### Short exercise a:
Return each line of the records below that contains the string "striped".

Hi, we recently started experiencing a performance issue in a section of our code after upgrading to Aspose-Cells for Java 23.10. What we’re doing is creating an HTML input stream (using non-Aspose code) and trying to save it as XLSX. The performance problem is in the “new Workbook()” call, not the subsequent save() we do right afterward. (Which I find surprising… I’d expect a constructor to be fast, and a save() to be slow.) It used to create the Workbook instance in less than 1 second, now it takes at least 40 seconds for the sample contents.
I did some debugging and experimenting, and found it worked great in 23.1, and degraded in 23.6. Releases 23.2 through 23.5 give various index out of bounds and OOME errors from the constructor code and thus could not be tested for performance.
Our code is much larger than could be attached here, but I did isolate the functionality to a standalone code snippet and an HTML file to feed to it. Our actual code generates this HTML file from a reporting system that reads the rows from a database and runs it through a report template, and generates this HTML to feed to Aspose. But, we can’t include that here. So, I extracted what HTML it generated and put it in a file.
The standalone code snippet that shows the issue is:
public class MainExcelExport {
public static void main(String[] args) throws Exception {
InputStream inputStream = new FileInputStream("excelinput.html");
try (ByteArrayOutputStream outputStream = new ByteArrayOutputStream()) {
LoadOptions loadOptions = new LoadOptions(LoadFormat.HTML);
System.err.println("DEBUG: here 1, time = " + new Date());
// This will be extremely slow from 23.6 onward, is fast in 23.1
Workbook workbook = new Workbook(inputStream, loadOptions);
System.err.println("DEBUG: here 2, time = " + new Date());
// Save it - this is always fast
workbook.save(outputStream, SaveFormat.XLSX);
System.err.println("DEBUG: here 3, time = " + new Date());
// Write it out to XLSX file
byte[] byteArray = outputStream.toByteArray();
try (OutputStream fileOutputStream = new FileOutputStream("output.xlsx")) {
fileOutputStream.write(byteArray);
}
System.err.println("DEBUG: here 4, time = " + new Date());
}
catch (Exception ex) {
System.err.println("Error happened: " + ex.getMessage());
}
}
}
Our sample input file is:
excelinput.html.zip (24.9 KB)
I also found performance degrades exponentially based on input size. Double the number of rows, and you get quadruple the time it takes to create the Workbook.
Are there any workarounds? And, can you please look into this to consider it as an Aspose defect? If there are things we can do to the HTML stream (other than report less data – can’t do as we have no control over what our customers need to report on) that may be possible workarounds for the issue, please let us know. But, please keep in mind this is generated HTML based on a report template (of which many are out there in the wild out of our control) and the specifics of the customer’s data. So, we’re limited in what options we have for changing what’s generated into this HTML.)
Thanks very much for any help!

### Short exercise b:
From the forum post above, copy verbatim the passage that opens with the words containing "I did some debugging" and closes with "tested for performance.".

### Raw data:

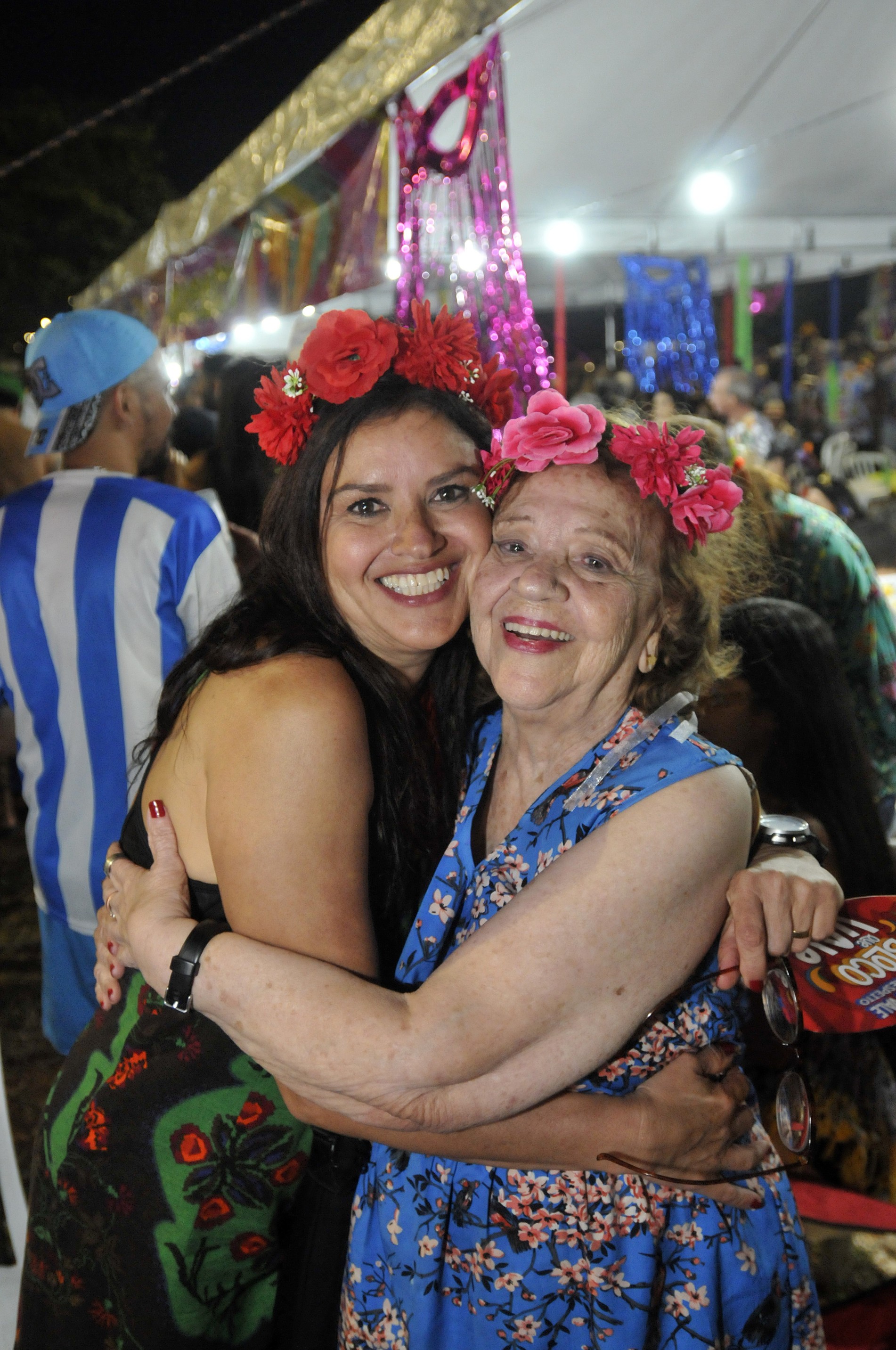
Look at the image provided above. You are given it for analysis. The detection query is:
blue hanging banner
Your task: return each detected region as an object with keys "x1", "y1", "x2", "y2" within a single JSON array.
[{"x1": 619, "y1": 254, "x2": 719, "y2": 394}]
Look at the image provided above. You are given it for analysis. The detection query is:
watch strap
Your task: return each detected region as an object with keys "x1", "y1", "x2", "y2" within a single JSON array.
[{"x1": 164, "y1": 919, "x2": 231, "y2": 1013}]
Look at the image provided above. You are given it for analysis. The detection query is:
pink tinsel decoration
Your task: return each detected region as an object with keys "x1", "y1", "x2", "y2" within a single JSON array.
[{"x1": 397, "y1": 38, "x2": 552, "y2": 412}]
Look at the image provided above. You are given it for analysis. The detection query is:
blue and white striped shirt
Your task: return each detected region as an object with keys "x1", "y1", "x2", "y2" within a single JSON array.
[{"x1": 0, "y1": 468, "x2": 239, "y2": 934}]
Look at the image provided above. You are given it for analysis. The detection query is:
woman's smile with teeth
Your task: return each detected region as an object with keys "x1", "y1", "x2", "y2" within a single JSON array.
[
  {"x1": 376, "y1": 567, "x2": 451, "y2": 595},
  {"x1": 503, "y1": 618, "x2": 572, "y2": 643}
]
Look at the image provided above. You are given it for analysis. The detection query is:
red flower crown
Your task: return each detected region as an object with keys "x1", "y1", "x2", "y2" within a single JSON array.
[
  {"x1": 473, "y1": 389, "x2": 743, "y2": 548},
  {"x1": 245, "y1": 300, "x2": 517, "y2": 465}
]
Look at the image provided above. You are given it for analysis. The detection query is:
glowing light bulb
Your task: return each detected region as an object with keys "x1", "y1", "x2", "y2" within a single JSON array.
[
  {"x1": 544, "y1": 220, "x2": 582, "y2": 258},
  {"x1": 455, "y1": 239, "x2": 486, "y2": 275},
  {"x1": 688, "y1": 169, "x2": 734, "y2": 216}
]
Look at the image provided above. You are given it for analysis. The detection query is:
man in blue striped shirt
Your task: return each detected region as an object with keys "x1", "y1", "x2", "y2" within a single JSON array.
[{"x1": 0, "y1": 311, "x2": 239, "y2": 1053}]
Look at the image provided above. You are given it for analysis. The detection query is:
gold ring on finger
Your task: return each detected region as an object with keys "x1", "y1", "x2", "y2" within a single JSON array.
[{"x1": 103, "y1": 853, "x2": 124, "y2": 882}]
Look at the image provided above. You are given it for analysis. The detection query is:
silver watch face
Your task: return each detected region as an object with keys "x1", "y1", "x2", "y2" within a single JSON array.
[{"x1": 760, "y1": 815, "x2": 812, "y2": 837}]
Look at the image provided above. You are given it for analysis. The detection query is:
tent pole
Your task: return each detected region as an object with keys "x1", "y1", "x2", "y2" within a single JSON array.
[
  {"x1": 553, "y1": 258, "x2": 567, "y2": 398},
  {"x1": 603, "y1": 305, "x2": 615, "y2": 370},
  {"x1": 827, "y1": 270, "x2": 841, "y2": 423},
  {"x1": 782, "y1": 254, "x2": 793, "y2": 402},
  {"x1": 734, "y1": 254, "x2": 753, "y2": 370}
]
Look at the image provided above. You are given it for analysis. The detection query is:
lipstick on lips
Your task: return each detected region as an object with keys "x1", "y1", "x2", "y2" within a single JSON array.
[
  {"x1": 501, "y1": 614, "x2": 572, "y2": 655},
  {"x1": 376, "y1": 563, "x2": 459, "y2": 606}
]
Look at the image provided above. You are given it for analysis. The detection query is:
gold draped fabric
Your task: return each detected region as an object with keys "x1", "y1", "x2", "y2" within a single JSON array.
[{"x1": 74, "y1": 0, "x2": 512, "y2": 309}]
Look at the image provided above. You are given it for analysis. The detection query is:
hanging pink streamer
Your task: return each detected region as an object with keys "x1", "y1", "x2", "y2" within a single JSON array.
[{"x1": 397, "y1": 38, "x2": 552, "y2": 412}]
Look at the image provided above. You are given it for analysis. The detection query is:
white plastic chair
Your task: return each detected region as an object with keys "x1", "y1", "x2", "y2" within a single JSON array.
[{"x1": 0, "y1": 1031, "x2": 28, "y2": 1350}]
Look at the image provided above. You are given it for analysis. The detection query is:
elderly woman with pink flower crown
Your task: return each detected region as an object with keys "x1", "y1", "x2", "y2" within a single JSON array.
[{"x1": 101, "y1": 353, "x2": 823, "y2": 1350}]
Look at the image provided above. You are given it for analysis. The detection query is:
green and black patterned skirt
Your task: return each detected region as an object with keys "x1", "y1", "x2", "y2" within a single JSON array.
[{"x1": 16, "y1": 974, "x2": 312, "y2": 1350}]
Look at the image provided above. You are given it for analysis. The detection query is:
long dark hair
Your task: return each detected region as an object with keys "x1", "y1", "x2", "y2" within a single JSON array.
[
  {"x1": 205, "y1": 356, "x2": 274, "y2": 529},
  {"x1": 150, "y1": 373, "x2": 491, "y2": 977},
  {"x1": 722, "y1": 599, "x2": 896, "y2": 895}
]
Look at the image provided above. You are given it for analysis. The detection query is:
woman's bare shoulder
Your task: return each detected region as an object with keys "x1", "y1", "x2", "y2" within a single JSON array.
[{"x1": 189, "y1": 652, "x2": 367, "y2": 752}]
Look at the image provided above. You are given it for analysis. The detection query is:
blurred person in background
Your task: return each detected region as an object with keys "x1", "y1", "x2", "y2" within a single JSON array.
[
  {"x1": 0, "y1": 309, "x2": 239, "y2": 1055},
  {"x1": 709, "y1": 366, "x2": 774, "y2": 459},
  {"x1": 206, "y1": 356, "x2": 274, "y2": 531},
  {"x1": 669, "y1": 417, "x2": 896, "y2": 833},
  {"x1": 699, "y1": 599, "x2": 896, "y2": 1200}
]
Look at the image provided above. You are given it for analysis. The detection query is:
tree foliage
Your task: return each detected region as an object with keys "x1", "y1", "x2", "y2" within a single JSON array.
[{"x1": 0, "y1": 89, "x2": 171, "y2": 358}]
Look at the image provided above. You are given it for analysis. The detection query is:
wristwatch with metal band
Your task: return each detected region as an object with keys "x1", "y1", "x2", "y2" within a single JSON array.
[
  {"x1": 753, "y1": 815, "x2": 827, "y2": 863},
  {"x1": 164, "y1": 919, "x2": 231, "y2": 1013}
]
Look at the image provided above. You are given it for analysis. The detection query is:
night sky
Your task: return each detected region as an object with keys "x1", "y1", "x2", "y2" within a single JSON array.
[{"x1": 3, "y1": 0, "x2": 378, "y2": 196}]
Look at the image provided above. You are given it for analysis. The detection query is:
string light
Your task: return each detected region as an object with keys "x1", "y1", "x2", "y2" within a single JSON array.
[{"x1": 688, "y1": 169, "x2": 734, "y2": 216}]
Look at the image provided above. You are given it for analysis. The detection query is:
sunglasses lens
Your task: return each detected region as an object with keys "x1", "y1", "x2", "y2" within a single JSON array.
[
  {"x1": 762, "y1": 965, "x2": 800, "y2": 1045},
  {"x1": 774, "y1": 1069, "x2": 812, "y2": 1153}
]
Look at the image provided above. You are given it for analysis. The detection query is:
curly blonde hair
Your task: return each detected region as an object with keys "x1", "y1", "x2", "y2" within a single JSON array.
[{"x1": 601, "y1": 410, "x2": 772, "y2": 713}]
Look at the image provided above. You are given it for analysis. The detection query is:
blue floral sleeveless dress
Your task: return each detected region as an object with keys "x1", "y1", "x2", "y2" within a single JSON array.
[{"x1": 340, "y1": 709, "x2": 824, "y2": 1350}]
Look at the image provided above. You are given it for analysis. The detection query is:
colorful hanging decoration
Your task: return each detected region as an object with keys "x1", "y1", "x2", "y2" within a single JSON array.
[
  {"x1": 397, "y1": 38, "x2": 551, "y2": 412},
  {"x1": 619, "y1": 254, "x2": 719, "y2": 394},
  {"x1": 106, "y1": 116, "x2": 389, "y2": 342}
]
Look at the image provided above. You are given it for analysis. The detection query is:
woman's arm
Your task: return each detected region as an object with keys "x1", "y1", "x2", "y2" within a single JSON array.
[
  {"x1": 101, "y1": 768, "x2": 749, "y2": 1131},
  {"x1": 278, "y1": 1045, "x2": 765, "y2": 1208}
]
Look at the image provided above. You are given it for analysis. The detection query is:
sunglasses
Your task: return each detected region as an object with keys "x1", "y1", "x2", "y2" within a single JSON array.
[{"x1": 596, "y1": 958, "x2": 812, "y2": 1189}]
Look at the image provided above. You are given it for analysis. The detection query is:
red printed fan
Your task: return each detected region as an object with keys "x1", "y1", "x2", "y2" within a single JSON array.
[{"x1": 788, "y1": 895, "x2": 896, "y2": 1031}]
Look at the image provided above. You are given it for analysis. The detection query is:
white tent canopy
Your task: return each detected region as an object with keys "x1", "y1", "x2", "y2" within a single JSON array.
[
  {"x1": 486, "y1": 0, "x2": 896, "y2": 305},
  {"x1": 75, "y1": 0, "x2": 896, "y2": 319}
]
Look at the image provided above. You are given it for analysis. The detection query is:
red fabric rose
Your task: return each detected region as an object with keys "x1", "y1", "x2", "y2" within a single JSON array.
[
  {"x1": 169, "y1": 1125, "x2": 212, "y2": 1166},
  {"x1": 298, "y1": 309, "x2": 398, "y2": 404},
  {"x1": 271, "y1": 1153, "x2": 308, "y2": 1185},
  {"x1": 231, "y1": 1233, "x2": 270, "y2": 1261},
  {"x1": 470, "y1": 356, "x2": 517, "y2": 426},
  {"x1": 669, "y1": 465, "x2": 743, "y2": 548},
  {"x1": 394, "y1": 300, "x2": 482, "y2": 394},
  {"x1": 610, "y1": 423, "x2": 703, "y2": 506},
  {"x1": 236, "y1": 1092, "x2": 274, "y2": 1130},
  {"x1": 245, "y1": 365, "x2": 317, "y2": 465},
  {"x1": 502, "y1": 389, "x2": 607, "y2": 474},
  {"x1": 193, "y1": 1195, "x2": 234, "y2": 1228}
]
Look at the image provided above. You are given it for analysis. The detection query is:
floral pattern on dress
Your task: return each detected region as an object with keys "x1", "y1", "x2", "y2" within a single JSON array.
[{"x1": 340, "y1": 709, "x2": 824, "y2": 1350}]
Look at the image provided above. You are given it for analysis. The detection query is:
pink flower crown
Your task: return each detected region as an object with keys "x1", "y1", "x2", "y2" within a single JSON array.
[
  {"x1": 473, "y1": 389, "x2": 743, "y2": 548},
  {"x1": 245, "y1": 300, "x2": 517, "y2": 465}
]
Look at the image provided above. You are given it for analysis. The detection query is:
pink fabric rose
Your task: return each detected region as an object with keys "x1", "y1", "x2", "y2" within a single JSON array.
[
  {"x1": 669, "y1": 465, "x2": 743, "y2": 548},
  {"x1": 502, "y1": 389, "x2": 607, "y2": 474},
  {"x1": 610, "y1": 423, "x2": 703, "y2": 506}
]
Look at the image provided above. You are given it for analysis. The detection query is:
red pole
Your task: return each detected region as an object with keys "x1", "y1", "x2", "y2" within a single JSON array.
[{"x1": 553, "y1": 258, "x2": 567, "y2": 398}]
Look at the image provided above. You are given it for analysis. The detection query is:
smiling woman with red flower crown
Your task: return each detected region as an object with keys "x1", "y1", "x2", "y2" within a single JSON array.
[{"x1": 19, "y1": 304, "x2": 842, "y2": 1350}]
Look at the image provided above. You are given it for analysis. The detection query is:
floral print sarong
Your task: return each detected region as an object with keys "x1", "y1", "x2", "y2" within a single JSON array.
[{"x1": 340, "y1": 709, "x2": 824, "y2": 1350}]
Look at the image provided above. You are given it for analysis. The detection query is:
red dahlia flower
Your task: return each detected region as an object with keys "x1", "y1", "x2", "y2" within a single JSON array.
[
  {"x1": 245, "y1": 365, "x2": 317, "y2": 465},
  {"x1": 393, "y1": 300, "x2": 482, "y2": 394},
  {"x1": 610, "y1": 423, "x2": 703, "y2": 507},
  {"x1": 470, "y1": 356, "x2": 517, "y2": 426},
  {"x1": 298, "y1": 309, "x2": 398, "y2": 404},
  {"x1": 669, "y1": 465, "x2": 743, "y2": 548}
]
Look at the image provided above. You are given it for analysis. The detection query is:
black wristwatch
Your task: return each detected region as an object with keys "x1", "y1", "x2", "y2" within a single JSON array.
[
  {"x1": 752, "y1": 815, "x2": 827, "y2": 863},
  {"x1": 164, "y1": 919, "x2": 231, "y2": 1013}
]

### Correct result a:
blue and white striped shirt
man in blue striped shirt

### Correct result b:
I did some debugging and experimenting, and found it worked great in 23.1, and degraded in 23.6. Releases 23.2 through 23.5 give various index out of bounds and OOME errors from the constructor code and thus could not be tested for performance.